(Items from a dataset)
※ ※ ※

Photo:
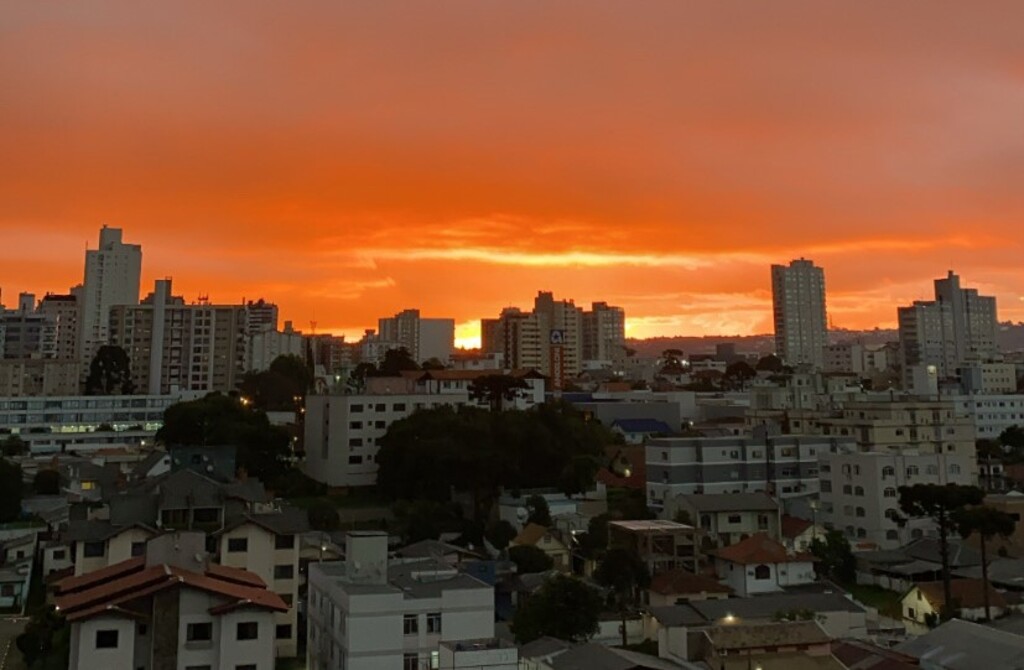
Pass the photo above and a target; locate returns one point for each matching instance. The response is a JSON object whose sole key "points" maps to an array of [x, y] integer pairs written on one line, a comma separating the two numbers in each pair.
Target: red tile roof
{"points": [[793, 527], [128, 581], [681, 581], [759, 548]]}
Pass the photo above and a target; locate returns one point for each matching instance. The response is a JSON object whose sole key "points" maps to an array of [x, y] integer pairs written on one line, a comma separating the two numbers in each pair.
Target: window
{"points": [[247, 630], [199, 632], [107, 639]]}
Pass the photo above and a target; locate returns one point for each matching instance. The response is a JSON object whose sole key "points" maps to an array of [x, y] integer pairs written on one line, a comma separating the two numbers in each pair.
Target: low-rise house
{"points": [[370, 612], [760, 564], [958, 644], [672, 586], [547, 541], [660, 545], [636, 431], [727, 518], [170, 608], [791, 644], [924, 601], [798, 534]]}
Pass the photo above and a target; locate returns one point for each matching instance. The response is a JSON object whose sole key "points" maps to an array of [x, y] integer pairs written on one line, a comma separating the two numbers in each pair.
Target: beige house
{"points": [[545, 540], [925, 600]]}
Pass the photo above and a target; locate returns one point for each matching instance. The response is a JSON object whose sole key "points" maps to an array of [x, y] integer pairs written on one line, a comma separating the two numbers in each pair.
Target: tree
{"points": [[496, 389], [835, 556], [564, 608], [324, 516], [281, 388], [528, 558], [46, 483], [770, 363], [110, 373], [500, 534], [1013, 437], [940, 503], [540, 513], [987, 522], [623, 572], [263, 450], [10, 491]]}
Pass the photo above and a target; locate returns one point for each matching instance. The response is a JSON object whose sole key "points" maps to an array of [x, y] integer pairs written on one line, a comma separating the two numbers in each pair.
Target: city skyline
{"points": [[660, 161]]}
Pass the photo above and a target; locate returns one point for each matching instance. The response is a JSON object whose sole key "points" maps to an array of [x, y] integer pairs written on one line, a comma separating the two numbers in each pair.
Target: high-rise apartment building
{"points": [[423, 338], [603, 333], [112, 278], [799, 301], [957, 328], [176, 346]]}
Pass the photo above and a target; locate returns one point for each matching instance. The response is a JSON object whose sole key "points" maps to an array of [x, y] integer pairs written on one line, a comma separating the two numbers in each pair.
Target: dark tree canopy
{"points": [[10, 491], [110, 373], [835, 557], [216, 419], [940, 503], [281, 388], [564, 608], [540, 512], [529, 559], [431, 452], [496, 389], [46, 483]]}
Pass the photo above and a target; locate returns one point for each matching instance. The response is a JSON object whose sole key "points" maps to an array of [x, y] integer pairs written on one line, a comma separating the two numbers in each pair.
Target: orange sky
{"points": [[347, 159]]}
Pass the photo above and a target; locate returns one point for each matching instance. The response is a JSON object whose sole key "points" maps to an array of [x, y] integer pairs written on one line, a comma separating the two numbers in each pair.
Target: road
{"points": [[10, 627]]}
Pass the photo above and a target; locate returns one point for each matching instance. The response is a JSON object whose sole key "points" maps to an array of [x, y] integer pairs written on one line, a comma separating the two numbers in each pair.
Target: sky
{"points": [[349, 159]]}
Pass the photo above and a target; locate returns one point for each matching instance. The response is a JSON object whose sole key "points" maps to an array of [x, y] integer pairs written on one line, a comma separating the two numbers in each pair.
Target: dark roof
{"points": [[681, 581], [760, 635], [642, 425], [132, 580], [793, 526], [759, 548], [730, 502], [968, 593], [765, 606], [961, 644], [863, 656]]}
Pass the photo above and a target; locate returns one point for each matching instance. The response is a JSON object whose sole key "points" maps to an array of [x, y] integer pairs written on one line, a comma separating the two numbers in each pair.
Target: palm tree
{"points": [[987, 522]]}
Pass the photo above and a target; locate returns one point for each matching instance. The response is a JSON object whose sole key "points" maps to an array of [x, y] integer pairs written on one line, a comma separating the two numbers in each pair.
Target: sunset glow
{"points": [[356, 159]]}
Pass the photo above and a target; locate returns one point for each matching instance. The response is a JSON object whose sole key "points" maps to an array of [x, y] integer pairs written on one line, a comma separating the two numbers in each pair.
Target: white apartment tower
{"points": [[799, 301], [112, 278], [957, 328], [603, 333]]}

※ ※ ※

- What you need to do: Only the text of the records is to be reproduced exactly; skip the pictures.

- Solution for this task:
Photo:
Pass the photo above and a target; locate returns one point for each matching instance. The response is a JSON object whose sole key "points" maps to an array of [x, y] integer pairs written on one line, a comma separating the two numbers in each pair.
Target: red tile roof
{"points": [[793, 527], [128, 581], [681, 581], [759, 548]]}
Pass the photo above and a target; locate returns one point for each matching instance. The response is a JSON object whose sole key "points" maps to an array of [x, y] integer pairs written on one line, a comma separating the two numbers in each pair.
Target: window
{"points": [[247, 630], [199, 632], [107, 639]]}
Pass the photo above and a target; locate returns one point for each matching instance. The response is a JSON object whose sole key "points" maps to an array of [x, y] integer pairs written on one line, a comma separating the two numbers in each pair.
Target: low-rise house
{"points": [[370, 612], [760, 564], [958, 644], [672, 586], [547, 541], [660, 545], [636, 431], [727, 518], [170, 608], [791, 644], [924, 601], [798, 534]]}
Pass the photo above and a target; locate returns one point for each matching instance. The response is a JSON object whose sole key "points" maps to an array of [x, y] integer pairs written on one line, a comma separating the two numbers in each pair.
Target: beige house
{"points": [[545, 540], [925, 600]]}
Pass the photo above and a target; locate returns one point for each matching instance. The response is a JSON object whose sole key "points" maps to an array of [x, y] integer pairs written on one line, a comma separating the two numbers in each pair.
Target: tree
{"points": [[496, 389], [835, 556], [564, 608], [324, 516], [281, 388], [528, 558], [46, 483], [770, 363], [110, 373], [500, 534], [1013, 437], [940, 503], [540, 513], [987, 522], [623, 572], [263, 450], [10, 491]]}
Pass the photo above and a target; locate returns one point for each matching instance. The response is a JSON object whose sole key "points" maps to an array of [x, y] integer pairs written on one line, a comma separating the two numbers in each pair.
Target: city skyline
{"points": [[660, 161]]}
Pass the photo above and a target; locate returns one point for each matching instance. The response is a JSON object whose sole key "points" maps to an array of [x, y] integer pairs written on one line, a comma separating the two numbers in each pair.
Target: high-rise apartment building
{"points": [[423, 338], [603, 333], [112, 278], [799, 301], [957, 328], [176, 346]]}
Pass the photo above and a target; locate returns one point for each matching instance. The response is a JSON object whose sole key "points" maps to an array of [x, y] integer pairs written on one line, a comma separating the two numbers in each pair.
Target: dark tree canopy
{"points": [[10, 491], [110, 373], [835, 557], [216, 419], [940, 503], [281, 388], [564, 608], [540, 512], [529, 559], [431, 452], [496, 389], [46, 483]]}
Pass the photo above and a target; locate returns one point for each matching instance. The response is a JSON object whose sole key "points" maps to an array of [x, y] integer pairs written on one line, a comma separating the two numbers in each pair.
Target: orange sky
{"points": [[347, 159]]}
Pass the photo above and a target; locate returns one point for each matching instance. The response is a JSON object whose sole key "points" maps to an array of [x, y] integer pairs written on one line, a comma separating the two numbers in each pair.
Target: road
{"points": [[10, 627]]}
Pass the photo above and a target; locate returns one point for each matching instance. The response is a JSON object whose sole key "points" maps to an array of [x, y] integer pairs written on one line, a comma separating the two numbers in each pair.
Target: sky
{"points": [[349, 159]]}
Pass the photo above and a target; locate returns one point for each matching instance. The response is a JSON object whose sole key "points" maps to an array of [x, y] integer pairs written on one line, a comma separating the two numbers in each pair.
Target: dark roof
{"points": [[681, 581], [760, 635], [642, 425], [132, 580], [793, 526], [759, 548], [730, 502], [968, 593], [765, 606], [961, 644], [863, 656]]}
Pass the photo above and a target; locate returns one point for each matching instance. The response is a JSON object whose sole key "points" maps to an array of [x, y] integer pairs written on one line, a comma separating the two numbers in each pair.
Target: palm tree
{"points": [[987, 522]]}
Pass the photo above and a target; locate returns one point for each matching instance. The response is a JSON object whose sole key "points" maps to an array of [x, y] integer pairs written on one line, a comma separating the two numbers in each pair.
Target: sunset glow
{"points": [[356, 159]]}
Pass the photo above and a target; locate returns one point for each matching instance. The response is a JSON object whose sole key "points" maps to an array of [x, y] integer pairs written on one line, a comma separating the two numbers in each pair.
Target: white apartment tower
{"points": [[799, 301], [112, 278], [957, 328], [603, 333]]}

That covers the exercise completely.